[begin Material provided]
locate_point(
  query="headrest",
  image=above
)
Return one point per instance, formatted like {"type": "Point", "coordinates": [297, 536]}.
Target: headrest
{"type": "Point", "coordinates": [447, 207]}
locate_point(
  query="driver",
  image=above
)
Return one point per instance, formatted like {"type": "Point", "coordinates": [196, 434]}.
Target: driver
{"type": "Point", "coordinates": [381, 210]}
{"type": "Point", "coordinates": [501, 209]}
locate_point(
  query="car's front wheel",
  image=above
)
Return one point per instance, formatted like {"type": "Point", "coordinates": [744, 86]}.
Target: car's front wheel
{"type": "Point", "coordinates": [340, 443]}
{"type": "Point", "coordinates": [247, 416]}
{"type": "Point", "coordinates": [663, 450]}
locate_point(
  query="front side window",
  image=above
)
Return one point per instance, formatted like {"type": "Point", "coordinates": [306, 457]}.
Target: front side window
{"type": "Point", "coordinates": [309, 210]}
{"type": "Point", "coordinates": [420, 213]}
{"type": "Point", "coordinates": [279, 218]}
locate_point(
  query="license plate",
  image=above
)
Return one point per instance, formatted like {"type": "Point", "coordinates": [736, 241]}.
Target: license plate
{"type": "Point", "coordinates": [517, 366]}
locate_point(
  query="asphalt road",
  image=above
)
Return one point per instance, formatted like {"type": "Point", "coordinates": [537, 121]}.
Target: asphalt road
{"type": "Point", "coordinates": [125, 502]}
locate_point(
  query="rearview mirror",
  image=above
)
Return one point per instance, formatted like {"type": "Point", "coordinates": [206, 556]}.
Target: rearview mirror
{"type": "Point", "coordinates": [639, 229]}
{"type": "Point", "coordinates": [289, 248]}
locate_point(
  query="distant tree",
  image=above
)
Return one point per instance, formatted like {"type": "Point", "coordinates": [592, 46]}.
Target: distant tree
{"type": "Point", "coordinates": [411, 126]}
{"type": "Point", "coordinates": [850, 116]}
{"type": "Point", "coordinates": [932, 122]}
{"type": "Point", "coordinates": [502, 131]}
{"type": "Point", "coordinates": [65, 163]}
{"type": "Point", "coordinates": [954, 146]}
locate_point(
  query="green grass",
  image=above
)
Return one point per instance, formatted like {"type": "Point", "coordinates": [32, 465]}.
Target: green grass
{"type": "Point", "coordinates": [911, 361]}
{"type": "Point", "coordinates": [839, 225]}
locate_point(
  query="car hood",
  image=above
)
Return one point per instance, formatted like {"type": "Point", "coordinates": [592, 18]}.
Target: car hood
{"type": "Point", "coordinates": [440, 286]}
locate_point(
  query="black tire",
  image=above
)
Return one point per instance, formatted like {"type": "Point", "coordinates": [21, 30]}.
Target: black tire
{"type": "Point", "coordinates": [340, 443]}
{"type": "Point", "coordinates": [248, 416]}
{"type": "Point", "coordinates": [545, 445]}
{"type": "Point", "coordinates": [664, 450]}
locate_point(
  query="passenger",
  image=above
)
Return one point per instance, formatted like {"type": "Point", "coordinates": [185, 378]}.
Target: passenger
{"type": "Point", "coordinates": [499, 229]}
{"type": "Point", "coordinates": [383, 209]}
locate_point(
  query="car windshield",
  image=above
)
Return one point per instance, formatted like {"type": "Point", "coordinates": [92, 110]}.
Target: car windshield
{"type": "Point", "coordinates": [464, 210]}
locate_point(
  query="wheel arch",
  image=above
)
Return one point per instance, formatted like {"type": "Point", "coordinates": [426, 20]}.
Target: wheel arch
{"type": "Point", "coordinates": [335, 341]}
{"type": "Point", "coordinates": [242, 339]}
[end Material provided]
# [What the task requires]
Copy out the whole listing, exactly as written.

# [Expected answer]
locate_point(
  query="headrest",
  image=above
)
Return one point per instance, formatted like {"type": "Point", "coordinates": [297, 536]}.
Target: headrest
{"type": "Point", "coordinates": [447, 207]}
locate_point(
  query="driver",
  image=above
)
Return one point per instance, formatted like {"type": "Point", "coordinates": [196, 434]}.
Target: driver
{"type": "Point", "coordinates": [381, 210]}
{"type": "Point", "coordinates": [501, 209]}
locate_point(
  query="car's front wheel",
  image=above
)
Return one point per instance, formatted like {"type": "Point", "coordinates": [744, 86]}.
Target: car's front wheel
{"type": "Point", "coordinates": [340, 443]}
{"type": "Point", "coordinates": [247, 416]}
{"type": "Point", "coordinates": [663, 450]}
locate_point(
  query="front side window",
  image=above
)
Return one point per instance, formatted like {"type": "Point", "coordinates": [306, 457]}.
Target: front side window
{"type": "Point", "coordinates": [309, 210]}
{"type": "Point", "coordinates": [420, 213]}
{"type": "Point", "coordinates": [279, 218]}
locate_point(
  query="license plate",
  image=above
)
Return one point per instance, formatted like {"type": "Point", "coordinates": [736, 241]}.
Target: license plate
{"type": "Point", "coordinates": [517, 366]}
locate_point(
  query="asphalt road",
  image=above
)
Return one point per instance, formatted like {"type": "Point", "coordinates": [537, 121]}.
Target: asphalt road
{"type": "Point", "coordinates": [125, 502]}
locate_point(
  query="rearview mirror",
  image=above
)
Return one point per instance, formatted like {"type": "Point", "coordinates": [206, 556]}.
Target: rearview mirror
{"type": "Point", "coordinates": [639, 229]}
{"type": "Point", "coordinates": [289, 248]}
locate_point(
  query="distant tree",
  image=above
)
Return one point per instance, formatted like {"type": "Point", "coordinates": [592, 46]}.
Target: distant tree
{"type": "Point", "coordinates": [411, 126]}
{"type": "Point", "coordinates": [850, 116]}
{"type": "Point", "coordinates": [932, 122]}
{"type": "Point", "coordinates": [502, 131]}
{"type": "Point", "coordinates": [65, 163]}
{"type": "Point", "coordinates": [954, 146]}
locate_point(
  query="green grass",
  image=above
)
Return one point per instance, formatted like {"type": "Point", "coordinates": [32, 465]}.
Target: green grass
{"type": "Point", "coordinates": [911, 361]}
{"type": "Point", "coordinates": [839, 225]}
locate_point(
  query="car hood",
  image=above
)
Return one point per instance, formatted like {"type": "Point", "coordinates": [592, 18]}.
Target: car hood
{"type": "Point", "coordinates": [440, 286]}
locate_point(
  query="black tire",
  image=above
)
Return one point per instance, formatted like {"type": "Point", "coordinates": [21, 30]}.
Target: black tire
{"type": "Point", "coordinates": [340, 443]}
{"type": "Point", "coordinates": [248, 416]}
{"type": "Point", "coordinates": [545, 445]}
{"type": "Point", "coordinates": [664, 450]}
locate_point(
  query="passenger",
  image=above
)
Return one point per instance, formatted like {"type": "Point", "coordinates": [185, 378]}.
Target: passenger
{"type": "Point", "coordinates": [499, 229]}
{"type": "Point", "coordinates": [383, 209]}
locate_point(
  query="car windshield",
  image=above
)
Return one point per instance, formatted like {"type": "Point", "coordinates": [92, 110]}.
Target: car windshield
{"type": "Point", "coordinates": [464, 210]}
locate_point(
  query="wheel arch",
  image=above
)
Return one point per instance, formatted like {"type": "Point", "coordinates": [426, 20]}.
Target: wheel arch
{"type": "Point", "coordinates": [335, 341]}
{"type": "Point", "coordinates": [242, 339]}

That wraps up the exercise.